** START OF TEXT BLOCK **
## Instructions

- There are $17$ NAT questions with marks distributed as $1 \times 2 + 16 \times 3 = 50$.
- Answers to all questions are going to be integers.
- Solve the problem in the colab and enter the answer in the portal.
- Always run the data-cell before running the solution cell.
- In questions where a data-matrix $\mathbf{X}$ and label-vector $\mathbf{y}$ are mentioned, the data-cell will have the corresponding entries as `X` and `y`.
- All other vectors, matrices and scalars necessary for solving the problem will be given in the data-cell. They will have the same name as the ones mentioned in the problem statement.

## Notation

- The data-matrix in all problems will be of shape $d \times n$, where $d$ is the number of features and $n$ is the number of data-points.
- If $\mathbf{x} = (1, 2, 3)$ is a vector, $1, 2$ and $3$ are termed the components of $\mathbf{x}$. The sum of the components of $\mathbf{x}$ is $6$.
** END OF TEXT BLOCK **
** START OF LISTED RECORDS **
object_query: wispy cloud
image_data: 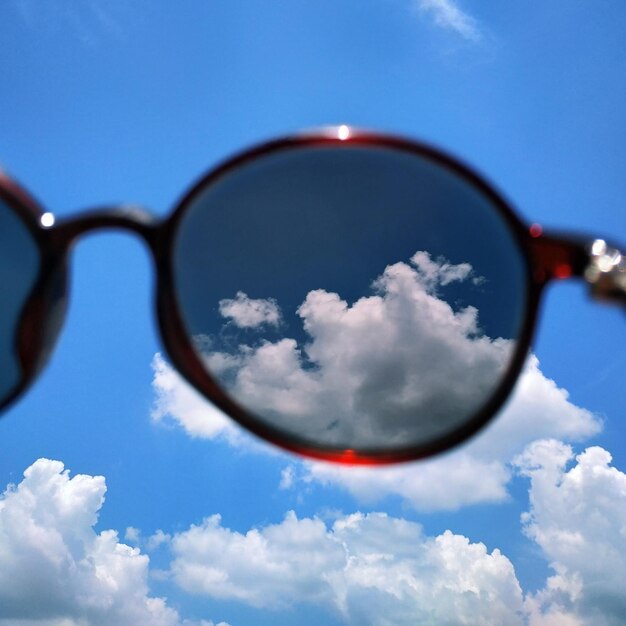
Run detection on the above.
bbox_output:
[417,0,482,41]
[12,0,125,45]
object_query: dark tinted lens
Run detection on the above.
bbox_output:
[174,144,527,452]
[0,200,39,403]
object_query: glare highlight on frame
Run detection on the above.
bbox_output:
[337,124,350,141]
[39,211,54,228]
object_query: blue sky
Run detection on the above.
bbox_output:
[0,0,626,626]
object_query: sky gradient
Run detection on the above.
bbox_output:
[0,0,626,626]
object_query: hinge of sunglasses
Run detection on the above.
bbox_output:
[585,239,626,305]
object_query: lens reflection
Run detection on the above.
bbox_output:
[174,144,525,451]
[0,200,39,402]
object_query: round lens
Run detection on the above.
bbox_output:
[0,200,39,404]
[173,142,527,453]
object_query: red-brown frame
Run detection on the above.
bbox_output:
[0,126,604,464]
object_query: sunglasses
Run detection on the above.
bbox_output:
[0,126,626,463]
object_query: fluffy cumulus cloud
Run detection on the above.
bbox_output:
[171,512,523,626]
[417,0,482,41]
[219,291,280,328]
[151,353,239,442]
[153,251,601,510]
[516,440,626,626]
[0,459,227,626]
[162,252,512,448]
[300,355,602,511]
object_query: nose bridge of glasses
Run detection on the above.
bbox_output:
[55,204,160,245]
** END OF LISTED RECORDS **
> _SET PROBLEM_:
Reproduce the instructions-and-notation text in its entirety, word for word, from its first heading to its final line.

> _FULL RESPONSE_:
## Instructions

- There are $17$ NAT questions with marks distributed as $1 \times 2 + 16 \times 3 = 50$.
- Answers to all questions are going to be integers.
- Solve the problem in the colab and enter the answer in the portal.
- Always run the data-cell before running the solution cell.
- In questions where a data-matrix $\mathbf{X}$ and label-vector $\mathbf{y}$ are mentioned, the data-cell will have the corresponding entries as `X` and `y`.
- All other vectors, matrices and scalars necessary for solving the problem will be given in the data-cell. They will have the same name as the ones mentioned in the problem statement.

## Notation

- The data-matrix in all problems will be of shape $d \times n$, where $d$ is the number of features and $n$ is the number of data-points.
- If $\mathbf{x} = (1, 2, 3)$ is a vector, $1, 2$ and $3$ are termed the components of $\mathbf{x}$. The sum of the components of $\mathbf{x}$ is $6$.